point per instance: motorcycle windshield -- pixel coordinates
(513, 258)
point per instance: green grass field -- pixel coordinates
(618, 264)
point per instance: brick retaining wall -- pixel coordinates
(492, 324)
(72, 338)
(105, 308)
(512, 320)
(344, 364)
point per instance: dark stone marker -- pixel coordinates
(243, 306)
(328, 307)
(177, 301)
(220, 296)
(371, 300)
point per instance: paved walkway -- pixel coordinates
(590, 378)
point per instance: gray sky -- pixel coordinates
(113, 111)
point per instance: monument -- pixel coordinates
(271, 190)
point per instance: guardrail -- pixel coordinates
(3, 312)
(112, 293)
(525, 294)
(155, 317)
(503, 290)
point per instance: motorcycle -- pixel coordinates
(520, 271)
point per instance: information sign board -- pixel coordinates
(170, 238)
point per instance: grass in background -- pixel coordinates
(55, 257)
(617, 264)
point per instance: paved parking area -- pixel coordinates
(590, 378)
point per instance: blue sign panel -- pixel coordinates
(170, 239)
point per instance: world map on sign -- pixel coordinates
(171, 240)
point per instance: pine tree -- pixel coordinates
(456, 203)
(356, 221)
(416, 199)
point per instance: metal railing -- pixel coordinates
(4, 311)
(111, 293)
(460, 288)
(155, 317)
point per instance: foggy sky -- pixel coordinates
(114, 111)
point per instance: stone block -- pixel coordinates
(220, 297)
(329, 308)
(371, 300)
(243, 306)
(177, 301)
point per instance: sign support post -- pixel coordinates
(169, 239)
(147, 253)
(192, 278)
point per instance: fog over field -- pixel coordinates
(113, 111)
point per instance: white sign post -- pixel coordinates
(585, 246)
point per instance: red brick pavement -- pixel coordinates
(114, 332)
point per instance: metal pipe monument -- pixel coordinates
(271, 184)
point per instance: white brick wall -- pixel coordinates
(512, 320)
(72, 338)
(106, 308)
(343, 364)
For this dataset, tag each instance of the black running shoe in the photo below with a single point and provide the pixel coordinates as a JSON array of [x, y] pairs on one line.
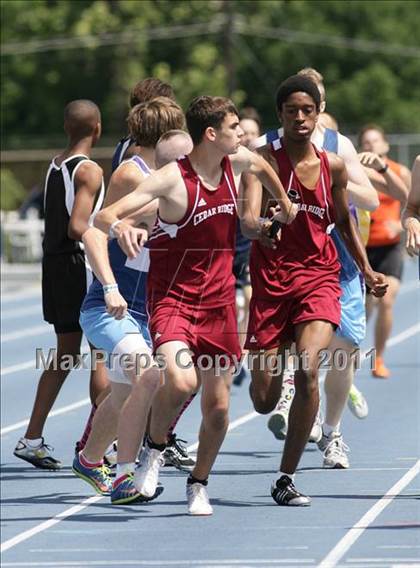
[[176, 454], [285, 493], [39, 457]]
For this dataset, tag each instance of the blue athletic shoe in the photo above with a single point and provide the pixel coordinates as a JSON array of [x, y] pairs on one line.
[[98, 477], [124, 491]]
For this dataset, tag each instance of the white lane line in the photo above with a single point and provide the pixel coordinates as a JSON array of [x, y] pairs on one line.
[[50, 523], [77, 508], [409, 287], [31, 363], [201, 562], [369, 560], [235, 424], [344, 545], [20, 312], [399, 546], [28, 332], [57, 412]]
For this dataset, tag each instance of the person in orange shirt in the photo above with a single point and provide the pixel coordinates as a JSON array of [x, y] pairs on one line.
[[392, 181]]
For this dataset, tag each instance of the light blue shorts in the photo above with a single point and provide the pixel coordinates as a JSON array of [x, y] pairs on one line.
[[353, 316], [117, 338]]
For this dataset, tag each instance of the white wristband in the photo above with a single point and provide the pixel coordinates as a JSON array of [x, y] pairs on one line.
[[112, 235], [107, 288]]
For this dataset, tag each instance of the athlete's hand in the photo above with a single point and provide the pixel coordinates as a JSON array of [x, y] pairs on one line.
[[371, 160], [131, 239], [377, 283], [393, 227], [265, 239], [116, 306], [286, 215], [413, 236]]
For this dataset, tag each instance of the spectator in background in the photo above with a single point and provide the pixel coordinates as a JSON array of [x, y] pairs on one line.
[[250, 123], [392, 181]]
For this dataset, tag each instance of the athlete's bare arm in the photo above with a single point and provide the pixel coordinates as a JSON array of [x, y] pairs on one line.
[[251, 206], [88, 180], [359, 187], [245, 161], [96, 249], [389, 182], [166, 185], [348, 228], [123, 181], [411, 215]]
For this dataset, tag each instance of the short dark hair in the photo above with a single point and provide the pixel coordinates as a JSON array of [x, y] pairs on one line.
[[81, 118], [371, 126], [148, 121], [250, 113], [149, 89], [296, 84], [207, 111]]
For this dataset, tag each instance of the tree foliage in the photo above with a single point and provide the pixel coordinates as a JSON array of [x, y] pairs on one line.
[[73, 57]]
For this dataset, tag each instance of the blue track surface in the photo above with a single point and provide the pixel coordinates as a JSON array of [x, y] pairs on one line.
[[247, 528]]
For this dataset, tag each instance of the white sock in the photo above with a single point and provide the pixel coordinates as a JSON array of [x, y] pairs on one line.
[[35, 443], [328, 430], [124, 468], [291, 475]]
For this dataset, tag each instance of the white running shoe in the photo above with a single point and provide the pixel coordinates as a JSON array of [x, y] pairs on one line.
[[40, 456], [335, 451], [146, 475], [278, 421], [110, 457], [198, 500], [357, 403], [316, 432]]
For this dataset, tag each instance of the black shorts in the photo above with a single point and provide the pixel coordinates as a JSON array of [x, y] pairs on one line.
[[64, 284], [387, 259], [241, 269]]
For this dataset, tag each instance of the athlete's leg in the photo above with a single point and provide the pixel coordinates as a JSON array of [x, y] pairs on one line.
[[384, 318], [134, 413], [181, 381], [267, 369], [105, 422], [51, 381], [99, 388], [311, 338], [215, 419], [338, 381], [243, 324]]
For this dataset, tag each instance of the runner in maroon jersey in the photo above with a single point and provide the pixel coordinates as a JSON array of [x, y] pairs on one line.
[[191, 285], [295, 281]]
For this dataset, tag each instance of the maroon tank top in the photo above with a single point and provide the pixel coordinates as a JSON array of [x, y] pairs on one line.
[[306, 256], [191, 261]]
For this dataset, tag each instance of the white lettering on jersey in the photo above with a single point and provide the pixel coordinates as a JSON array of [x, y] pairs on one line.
[[314, 209], [225, 208]]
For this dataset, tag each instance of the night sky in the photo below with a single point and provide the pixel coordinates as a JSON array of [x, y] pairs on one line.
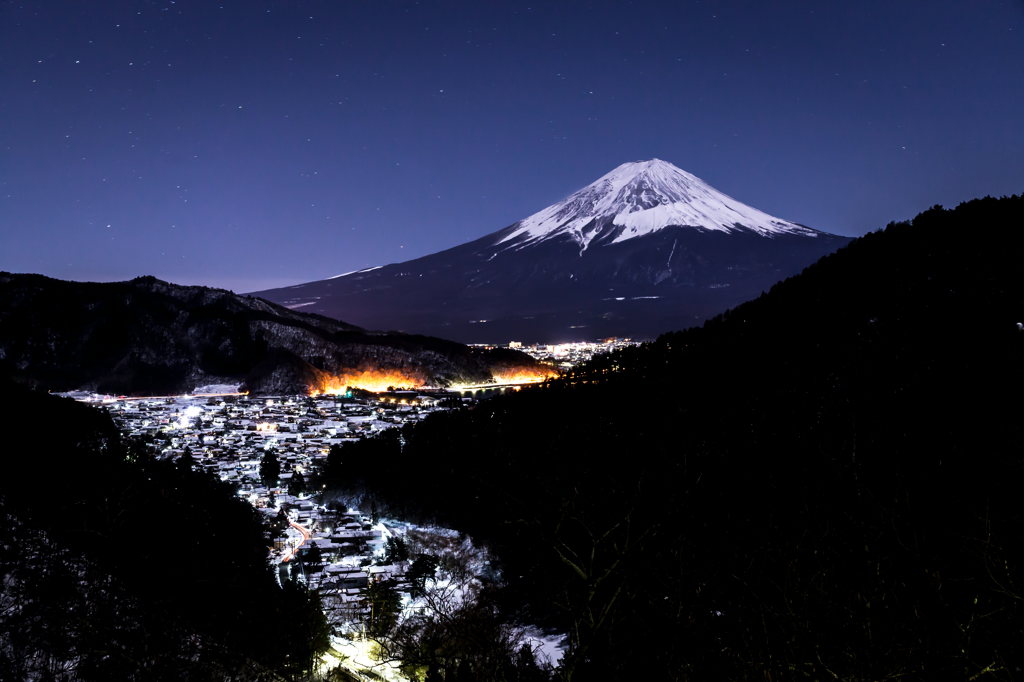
[[251, 144]]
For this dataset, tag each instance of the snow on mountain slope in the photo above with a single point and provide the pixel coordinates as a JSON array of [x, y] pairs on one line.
[[641, 198]]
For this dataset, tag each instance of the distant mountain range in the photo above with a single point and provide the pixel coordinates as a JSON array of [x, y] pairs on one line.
[[148, 337], [646, 249]]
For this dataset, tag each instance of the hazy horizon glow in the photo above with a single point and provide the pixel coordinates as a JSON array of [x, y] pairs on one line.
[[254, 144]]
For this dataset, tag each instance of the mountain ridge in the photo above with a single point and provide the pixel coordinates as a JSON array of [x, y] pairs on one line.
[[146, 336]]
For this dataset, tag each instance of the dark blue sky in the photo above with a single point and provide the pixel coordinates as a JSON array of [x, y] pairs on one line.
[[251, 144]]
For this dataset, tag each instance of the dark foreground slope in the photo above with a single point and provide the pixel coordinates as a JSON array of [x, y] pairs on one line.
[[117, 566], [148, 337], [821, 483]]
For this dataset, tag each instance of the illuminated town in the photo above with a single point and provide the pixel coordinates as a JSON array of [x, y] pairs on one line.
[[337, 550]]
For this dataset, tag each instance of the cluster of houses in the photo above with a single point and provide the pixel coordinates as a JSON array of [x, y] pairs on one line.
[[566, 355], [228, 435]]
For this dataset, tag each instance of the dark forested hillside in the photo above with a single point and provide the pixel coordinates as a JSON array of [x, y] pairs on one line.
[[820, 483]]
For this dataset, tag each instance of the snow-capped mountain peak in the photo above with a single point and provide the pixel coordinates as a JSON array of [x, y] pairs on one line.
[[641, 198]]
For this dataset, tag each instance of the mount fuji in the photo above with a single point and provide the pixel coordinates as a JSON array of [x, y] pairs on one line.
[[646, 249]]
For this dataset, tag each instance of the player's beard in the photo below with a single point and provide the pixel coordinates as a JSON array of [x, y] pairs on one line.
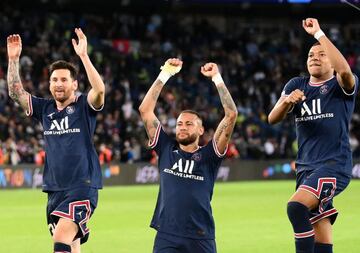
[[188, 140], [62, 98]]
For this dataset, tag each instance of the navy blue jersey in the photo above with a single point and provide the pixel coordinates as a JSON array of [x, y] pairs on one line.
[[71, 160], [322, 123], [186, 188]]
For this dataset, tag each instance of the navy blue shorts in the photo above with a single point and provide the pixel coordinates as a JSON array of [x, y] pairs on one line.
[[165, 243], [77, 205], [324, 183]]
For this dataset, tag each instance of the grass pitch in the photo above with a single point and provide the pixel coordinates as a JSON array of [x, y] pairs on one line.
[[250, 217]]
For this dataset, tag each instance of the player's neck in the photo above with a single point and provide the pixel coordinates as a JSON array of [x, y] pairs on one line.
[[320, 79], [189, 148], [61, 105]]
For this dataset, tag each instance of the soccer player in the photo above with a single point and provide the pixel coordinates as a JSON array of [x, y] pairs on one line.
[[72, 174], [183, 217], [322, 104]]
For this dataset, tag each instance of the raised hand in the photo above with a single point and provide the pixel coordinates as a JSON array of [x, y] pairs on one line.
[[172, 66], [209, 69], [311, 25], [14, 46], [295, 97], [81, 46]]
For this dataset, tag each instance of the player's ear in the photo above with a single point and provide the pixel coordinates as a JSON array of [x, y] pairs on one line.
[[201, 130], [75, 84]]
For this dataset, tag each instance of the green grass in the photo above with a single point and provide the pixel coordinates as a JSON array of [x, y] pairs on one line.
[[250, 217]]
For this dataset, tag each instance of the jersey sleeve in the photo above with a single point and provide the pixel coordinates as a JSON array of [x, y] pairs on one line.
[[289, 87], [356, 87], [161, 140], [36, 106]]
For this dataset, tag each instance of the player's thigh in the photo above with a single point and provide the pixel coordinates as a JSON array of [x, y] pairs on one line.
[[166, 244], [305, 198], [323, 231], [201, 246], [75, 246], [65, 231]]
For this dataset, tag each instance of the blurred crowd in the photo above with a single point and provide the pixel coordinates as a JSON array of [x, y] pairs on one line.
[[257, 58]]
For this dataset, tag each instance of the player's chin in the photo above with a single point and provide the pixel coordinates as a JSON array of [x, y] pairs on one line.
[[60, 99]]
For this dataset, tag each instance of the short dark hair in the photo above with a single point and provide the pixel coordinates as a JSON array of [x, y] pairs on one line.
[[317, 43], [192, 112], [64, 65]]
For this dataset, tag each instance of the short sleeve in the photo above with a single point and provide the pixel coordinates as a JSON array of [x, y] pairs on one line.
[[289, 87], [161, 139]]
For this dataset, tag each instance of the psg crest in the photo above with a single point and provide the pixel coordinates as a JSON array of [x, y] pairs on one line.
[[196, 157], [324, 89], [70, 109]]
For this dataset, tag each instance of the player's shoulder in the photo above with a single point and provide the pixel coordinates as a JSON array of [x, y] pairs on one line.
[[299, 80]]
......
_Work to complete_. Set down exactly, and only, the lines from the one containing "For this dataset, tag each instance of the player's shoulder" through the final line of the entries above.

_Solved problem_.
For this dataset, tag each instance of the player's shoulder in the photo above with a single point and provide the pixel coordinates as a JSON array of [x, y] pairs on one line.
[[299, 80]]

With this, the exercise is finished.